YOUR ASSIGNMENT :: All lines holding the word "below" are to be copied from the records beneath.

┌────────

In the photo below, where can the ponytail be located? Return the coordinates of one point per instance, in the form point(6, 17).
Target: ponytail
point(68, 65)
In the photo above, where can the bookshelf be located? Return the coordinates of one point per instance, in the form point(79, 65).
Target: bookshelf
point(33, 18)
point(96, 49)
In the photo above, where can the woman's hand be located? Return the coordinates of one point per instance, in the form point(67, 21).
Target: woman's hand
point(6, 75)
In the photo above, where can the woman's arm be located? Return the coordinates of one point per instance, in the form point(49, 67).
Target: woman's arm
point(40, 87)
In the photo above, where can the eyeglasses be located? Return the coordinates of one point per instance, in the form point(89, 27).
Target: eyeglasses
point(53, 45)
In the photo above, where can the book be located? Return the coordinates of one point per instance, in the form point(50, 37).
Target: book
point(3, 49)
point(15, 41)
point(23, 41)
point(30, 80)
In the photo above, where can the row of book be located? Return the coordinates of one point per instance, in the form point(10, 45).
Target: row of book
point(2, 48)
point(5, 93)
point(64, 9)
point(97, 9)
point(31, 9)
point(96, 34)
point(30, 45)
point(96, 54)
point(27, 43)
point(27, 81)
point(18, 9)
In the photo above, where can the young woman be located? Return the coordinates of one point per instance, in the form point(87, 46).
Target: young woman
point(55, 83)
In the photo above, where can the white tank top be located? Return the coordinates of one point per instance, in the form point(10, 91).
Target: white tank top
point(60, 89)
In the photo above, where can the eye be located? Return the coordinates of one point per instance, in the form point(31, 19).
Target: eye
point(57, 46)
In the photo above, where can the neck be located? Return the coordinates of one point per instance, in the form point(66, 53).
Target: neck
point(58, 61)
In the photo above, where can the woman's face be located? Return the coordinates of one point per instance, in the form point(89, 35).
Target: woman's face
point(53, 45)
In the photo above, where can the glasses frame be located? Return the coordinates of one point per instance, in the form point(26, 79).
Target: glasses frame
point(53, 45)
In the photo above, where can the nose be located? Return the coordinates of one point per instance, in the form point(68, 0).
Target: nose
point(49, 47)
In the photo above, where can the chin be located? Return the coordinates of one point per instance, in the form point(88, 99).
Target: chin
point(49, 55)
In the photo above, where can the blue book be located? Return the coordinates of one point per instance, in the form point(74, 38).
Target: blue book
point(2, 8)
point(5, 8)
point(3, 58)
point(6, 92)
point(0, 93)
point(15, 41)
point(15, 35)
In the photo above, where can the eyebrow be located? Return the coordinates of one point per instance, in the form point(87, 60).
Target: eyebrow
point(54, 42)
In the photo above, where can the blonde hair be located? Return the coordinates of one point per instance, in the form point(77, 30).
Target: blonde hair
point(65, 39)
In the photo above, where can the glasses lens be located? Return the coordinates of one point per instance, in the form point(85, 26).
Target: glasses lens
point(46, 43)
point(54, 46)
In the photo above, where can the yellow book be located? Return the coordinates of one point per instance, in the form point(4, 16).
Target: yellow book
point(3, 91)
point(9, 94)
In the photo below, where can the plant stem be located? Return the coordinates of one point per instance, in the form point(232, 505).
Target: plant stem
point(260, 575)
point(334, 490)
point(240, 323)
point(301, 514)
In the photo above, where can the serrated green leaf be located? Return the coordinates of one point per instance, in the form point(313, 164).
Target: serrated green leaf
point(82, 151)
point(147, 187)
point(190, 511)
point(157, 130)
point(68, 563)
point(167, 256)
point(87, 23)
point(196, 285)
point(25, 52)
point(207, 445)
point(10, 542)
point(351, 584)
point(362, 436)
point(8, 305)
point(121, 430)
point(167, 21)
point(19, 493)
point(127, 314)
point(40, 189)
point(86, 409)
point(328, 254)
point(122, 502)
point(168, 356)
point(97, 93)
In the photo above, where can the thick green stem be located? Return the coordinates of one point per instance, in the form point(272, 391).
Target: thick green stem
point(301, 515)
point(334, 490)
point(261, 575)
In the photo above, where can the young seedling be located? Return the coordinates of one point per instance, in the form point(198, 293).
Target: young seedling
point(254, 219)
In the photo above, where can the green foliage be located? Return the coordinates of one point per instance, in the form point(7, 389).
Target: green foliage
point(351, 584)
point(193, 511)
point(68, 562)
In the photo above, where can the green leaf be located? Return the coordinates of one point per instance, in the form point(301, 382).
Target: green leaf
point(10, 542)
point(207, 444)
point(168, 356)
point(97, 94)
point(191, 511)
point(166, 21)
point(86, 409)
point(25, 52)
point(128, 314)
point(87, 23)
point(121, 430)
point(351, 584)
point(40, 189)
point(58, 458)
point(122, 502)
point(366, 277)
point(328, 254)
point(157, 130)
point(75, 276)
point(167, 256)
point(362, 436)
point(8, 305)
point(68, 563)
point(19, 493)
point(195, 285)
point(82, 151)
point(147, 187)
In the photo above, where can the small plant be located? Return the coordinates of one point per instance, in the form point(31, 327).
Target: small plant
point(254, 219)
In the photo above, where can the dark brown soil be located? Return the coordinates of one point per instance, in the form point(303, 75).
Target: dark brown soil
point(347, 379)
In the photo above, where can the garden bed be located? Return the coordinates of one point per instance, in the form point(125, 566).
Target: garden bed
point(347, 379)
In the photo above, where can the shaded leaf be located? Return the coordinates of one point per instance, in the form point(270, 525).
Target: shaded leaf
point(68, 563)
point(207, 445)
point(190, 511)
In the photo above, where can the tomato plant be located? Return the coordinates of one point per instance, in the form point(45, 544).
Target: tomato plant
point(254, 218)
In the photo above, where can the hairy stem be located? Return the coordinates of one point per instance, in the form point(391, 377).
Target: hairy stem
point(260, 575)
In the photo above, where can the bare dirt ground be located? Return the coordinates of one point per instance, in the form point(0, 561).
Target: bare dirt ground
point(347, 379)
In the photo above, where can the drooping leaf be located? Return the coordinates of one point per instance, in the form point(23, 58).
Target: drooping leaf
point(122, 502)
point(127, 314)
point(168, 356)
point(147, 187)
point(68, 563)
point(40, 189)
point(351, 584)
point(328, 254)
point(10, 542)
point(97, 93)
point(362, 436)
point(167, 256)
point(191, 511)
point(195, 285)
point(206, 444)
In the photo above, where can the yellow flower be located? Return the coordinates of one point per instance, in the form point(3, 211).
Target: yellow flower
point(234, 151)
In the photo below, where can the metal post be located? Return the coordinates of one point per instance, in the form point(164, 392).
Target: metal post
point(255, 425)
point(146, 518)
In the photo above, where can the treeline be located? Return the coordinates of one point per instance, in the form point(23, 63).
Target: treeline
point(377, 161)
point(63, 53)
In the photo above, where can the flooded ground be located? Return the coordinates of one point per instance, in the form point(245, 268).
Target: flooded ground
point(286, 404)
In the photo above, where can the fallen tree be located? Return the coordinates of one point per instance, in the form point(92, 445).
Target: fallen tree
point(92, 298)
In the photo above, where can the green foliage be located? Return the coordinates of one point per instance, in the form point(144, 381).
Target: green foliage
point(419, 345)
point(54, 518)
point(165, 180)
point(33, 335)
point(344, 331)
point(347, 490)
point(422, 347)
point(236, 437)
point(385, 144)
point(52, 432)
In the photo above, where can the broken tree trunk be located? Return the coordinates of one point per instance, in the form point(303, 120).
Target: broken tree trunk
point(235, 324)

└────────

FINISHED EXERCISE ::
In the photo below, where can the ponytail be located? Return the coordinates of one point per instance, in the form point(6, 17).
In the photo below, where can the plant stem be located? Return the coordinates of one point per instance, in the form point(232, 505).
In the photo below, where can the metal post be located? Return the coordinates of one point per instance, in the form point(164, 392).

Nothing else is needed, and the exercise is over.